EXERCISE PROMPT: Repeat the listing below exactly as given.

LISTED RECORDS section start

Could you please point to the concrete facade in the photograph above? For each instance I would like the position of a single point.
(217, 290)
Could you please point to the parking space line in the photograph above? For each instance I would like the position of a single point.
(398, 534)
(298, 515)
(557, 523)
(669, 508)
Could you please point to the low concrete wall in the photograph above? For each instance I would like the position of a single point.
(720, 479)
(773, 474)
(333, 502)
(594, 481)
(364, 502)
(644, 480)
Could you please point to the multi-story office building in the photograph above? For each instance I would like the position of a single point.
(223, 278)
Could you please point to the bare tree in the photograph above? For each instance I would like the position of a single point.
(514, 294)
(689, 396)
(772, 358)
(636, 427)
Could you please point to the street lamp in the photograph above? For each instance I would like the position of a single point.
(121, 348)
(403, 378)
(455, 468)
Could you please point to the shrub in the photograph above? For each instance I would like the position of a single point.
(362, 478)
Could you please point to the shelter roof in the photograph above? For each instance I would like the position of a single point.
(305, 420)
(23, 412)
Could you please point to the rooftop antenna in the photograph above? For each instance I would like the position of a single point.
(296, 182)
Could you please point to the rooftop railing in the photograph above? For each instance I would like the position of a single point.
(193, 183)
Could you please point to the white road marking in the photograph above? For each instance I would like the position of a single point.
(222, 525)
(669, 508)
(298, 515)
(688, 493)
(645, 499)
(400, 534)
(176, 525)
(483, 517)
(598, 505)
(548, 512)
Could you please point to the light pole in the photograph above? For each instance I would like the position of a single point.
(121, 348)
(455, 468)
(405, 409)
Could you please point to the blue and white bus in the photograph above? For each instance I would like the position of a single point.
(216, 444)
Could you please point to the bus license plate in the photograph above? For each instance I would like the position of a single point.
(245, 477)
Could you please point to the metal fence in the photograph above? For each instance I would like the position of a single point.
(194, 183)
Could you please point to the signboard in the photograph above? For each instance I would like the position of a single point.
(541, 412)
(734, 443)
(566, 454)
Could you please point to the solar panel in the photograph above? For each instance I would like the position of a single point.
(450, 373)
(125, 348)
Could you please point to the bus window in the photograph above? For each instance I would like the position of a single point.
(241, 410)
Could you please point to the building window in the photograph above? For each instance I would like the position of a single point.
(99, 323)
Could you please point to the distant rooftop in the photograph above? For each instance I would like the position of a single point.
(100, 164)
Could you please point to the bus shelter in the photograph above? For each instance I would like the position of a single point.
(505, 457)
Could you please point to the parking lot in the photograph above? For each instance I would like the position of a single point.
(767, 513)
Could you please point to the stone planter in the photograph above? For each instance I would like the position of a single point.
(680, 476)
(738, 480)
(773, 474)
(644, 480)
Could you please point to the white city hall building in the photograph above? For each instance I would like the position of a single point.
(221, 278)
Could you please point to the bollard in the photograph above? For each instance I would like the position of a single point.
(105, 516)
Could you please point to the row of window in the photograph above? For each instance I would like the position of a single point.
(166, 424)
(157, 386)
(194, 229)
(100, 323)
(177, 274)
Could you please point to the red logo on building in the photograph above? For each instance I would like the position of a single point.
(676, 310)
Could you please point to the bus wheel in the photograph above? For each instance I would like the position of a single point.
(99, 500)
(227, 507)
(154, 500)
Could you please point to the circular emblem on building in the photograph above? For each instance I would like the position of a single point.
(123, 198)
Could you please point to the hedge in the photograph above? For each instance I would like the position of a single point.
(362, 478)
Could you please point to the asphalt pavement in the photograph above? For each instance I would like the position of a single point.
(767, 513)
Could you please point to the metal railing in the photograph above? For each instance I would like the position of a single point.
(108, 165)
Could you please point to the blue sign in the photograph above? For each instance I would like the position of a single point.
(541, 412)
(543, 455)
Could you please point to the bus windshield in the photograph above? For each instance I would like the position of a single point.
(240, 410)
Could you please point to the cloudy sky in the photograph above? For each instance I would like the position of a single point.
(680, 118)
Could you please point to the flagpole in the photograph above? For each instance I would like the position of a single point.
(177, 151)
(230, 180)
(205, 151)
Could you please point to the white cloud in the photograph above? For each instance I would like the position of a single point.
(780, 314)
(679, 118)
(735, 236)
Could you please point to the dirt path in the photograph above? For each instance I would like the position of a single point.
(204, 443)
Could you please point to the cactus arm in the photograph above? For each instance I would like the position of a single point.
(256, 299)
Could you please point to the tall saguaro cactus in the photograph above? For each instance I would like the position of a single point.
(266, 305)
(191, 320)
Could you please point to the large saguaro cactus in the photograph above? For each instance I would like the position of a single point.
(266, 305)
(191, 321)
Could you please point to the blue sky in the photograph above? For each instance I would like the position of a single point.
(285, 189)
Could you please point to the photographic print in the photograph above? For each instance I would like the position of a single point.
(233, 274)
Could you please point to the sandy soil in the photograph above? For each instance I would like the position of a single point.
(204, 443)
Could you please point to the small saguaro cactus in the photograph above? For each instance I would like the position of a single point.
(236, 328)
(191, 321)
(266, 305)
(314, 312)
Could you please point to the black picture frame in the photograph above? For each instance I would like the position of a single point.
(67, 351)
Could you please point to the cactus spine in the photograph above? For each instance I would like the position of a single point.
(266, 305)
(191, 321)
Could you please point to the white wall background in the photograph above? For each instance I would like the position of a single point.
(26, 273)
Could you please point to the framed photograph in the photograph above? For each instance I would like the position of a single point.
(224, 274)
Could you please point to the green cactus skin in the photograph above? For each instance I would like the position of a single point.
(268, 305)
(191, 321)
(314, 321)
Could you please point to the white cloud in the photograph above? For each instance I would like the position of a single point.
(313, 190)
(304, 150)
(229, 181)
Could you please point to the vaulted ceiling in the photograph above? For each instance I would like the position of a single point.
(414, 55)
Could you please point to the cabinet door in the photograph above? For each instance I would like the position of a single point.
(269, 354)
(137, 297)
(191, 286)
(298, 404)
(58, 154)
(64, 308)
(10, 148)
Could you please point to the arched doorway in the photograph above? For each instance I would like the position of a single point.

LISTED RECORDS section end

FINISHED TASK:
Could you please point to the concrete facade in the photograph above? For each instance I would like the position of a single point.
(217, 290)
Could you please point to the parking space line in the photograph above? For each instance I would like the position of a single point.
(398, 534)
(298, 515)
(557, 523)
(669, 508)
Could you please point to the low concrete wall in the photograph above? For each instance I would like the position of a single point.
(720, 479)
(773, 474)
(333, 502)
(594, 481)
(364, 502)
(644, 480)
Could you please point to the multi-story office building in the photograph above? For each instance I would like the position of a single point.
(223, 278)
Could you please point to the bare tree in the photograph above? For each instance I would like the position of a single point.
(514, 294)
(689, 396)
(772, 358)
(636, 427)
Could you please point to the street lamp in the photograph above? For each instance I would like the position of a single point.
(121, 348)
(403, 378)
(455, 468)
Could you please point to the shrub in the photograph above? For each instance I would like the position of a single point.
(362, 478)
Could you please point to the shelter roof in the photograph above? For each instance I would like the position of a single point.
(305, 420)
(23, 412)
Could you please point to the rooftop antenna in the photograph above? For each instance I would like the position of a single point.
(296, 182)
Could you please point to the rooftop railing in the photograph above? For each instance I would like the position of a single point.
(193, 183)
Could you please point to the white road marking in the photograph above? For each instance I would like the position of a single point.
(222, 525)
(669, 508)
(298, 515)
(688, 493)
(645, 499)
(400, 534)
(176, 525)
(483, 517)
(598, 505)
(548, 512)
Could you please point to the light pole in the photograph above? For each instance I would like the position of a single point.
(121, 348)
(455, 468)
(405, 409)
Could you please point to the blue and white bus in the photograph above? For each instance I would like the position of a single point.
(216, 444)
Could you please point to the bus license plate in the photograph above? For each instance I would like the position of a single point.
(245, 477)
Could you please point to the metal fence in the photograph above? For each instance I would like the position of a single point.
(194, 183)
Could you please point to the signboard in the photograph above? For each instance I would like the position of a single point.
(541, 412)
(734, 443)
(566, 454)
Could you please point to the solar panel in the photograph above? For each instance I would like the position of a single point.
(450, 373)
(125, 348)
Could you please point to the bus window in the photograph above? For each instance I would like the position of a single point.
(241, 410)
Could you please point to the building window in the photograph above? For each instance I would like the position of a single point.
(99, 323)
Could you please point to the distant rooftop in the photograph above? For each instance I would like the position of a single point.
(100, 164)
Could you please point to the bus shelter in the photograph above? For each instance I would like the position of a single point.
(505, 457)
Could you please point to the parking lot in the photograph above? For each instance I would like the position of a single point.
(767, 513)
Could you please point to the stone planter in the photograph above? For each instance I would like the position of a single point.
(680, 476)
(738, 480)
(773, 474)
(644, 480)
Could you please point to the white city hall building in the photograph above? For each instance I would like the position of a single point.
(221, 278)
Could you please point to the bollard in the photograph above? For each instance I would like the position of a single point.
(105, 516)
Could you please point to the row of window in the photograph above? For each instance I would like the position of a single point.
(166, 424)
(157, 386)
(194, 229)
(100, 323)
(177, 274)
Could you please point to the red logo on building in the photograph above? For each instance I would like the position of a single point.
(676, 310)
Could you please point to the bus wheel in the photograph above? For each instance I would like the position of a single point.
(99, 500)
(227, 507)
(154, 500)
Could you please point to the circular emblem on building in the photograph above? For each instance I would like the position of a single point.
(123, 198)
Could you please point to the hedge in the photograph above? For each instance I would like the position of a single point.
(362, 478)
Could you please point to the asphalt pavement in the photograph above? For each instance I would like the position of a single point.
(767, 513)
Could you please point to the metal railing in the photograph above? For each instance I would like the position of a single point.
(108, 165)
Could you please point to the blue sign in the photograph above? For each instance I would like the position of a single point.
(541, 412)
(543, 455)
Could you please point to the bus windshield in the photograph above? For each instance I would like the position of a single point.
(240, 410)
Could you please point to the cloudy sky in the photograph above? For each instance I would like the position of a single point.
(680, 118)
Could you please point to the flagpole in the photograph above? For each instance I would like the position of a single point.
(177, 151)
(230, 180)
(205, 151)
Could you please point to the white cloud in the photograph above? For each instance I would like the position of a single point.
(780, 314)
(679, 118)
(735, 236)
Could you please point to the dirt path in the photograph above? For each instance I would like the position of a single point.
(204, 443)
Could you please point to the cactus arm in the photograph above? For each instance I would like the position of a single point.
(256, 299)
Could you please point to the tall saguaro cactus in the photograph above? For each instance I would like the position of a single point.
(266, 305)
(191, 320)
Could you please point to the large saguaro cactus in the photograph above? For each instance I would like the position of a single point.
(266, 305)
(191, 321)
Could you please point to the blue sky in the photograph above? For each instance I would like the position of a single point.
(285, 189)
Could you please point to the photographic print in the photograph above? For each instance I would like the position of a single point.
(233, 274)
Could you please point to the sandy soil in the photograph above? For each instance I would like the position of a single point.
(204, 443)
Could you please point to the small saguaro cactus in the photograph above? For each instance I would like the position of a single point.
(236, 328)
(191, 321)
(266, 305)
(314, 312)
Could you please point to the black picture frame in the photograph above? For each instance I would like the position of a single point.
(67, 351)
Could you please point to the cactus spine in the photograph above? For each instance I would like the position of a single point.
(266, 305)
(191, 321)
Could you please point to the white wall background in the photograph above? For each instance I would like the position of a single point.
(26, 273)
Could you please point to the framed photograph in the photograph above? For each instance I would like the position of a single point.
(224, 274)
Could you please point to the green cactus skin in the photograph above? For each instance I would like the position of a single point.
(268, 305)
(191, 321)
(314, 321)
Could you please point to the white cloud in the photograph above? For each instance I would like the position of a single point.
(313, 190)
(304, 150)
(229, 181)
Could you please point to the vaulted ceiling in the photograph above? For each instance I would like the position of a single point.
(414, 55)
Could you please point to the cabinet door in the photograph above? For each instance I would like the position of a single point.
(269, 354)
(137, 297)
(191, 286)
(298, 404)
(58, 154)
(64, 308)
(10, 148)
Could you please point to the arched doorway in the photograph above? For each instance I would like the position of a single point.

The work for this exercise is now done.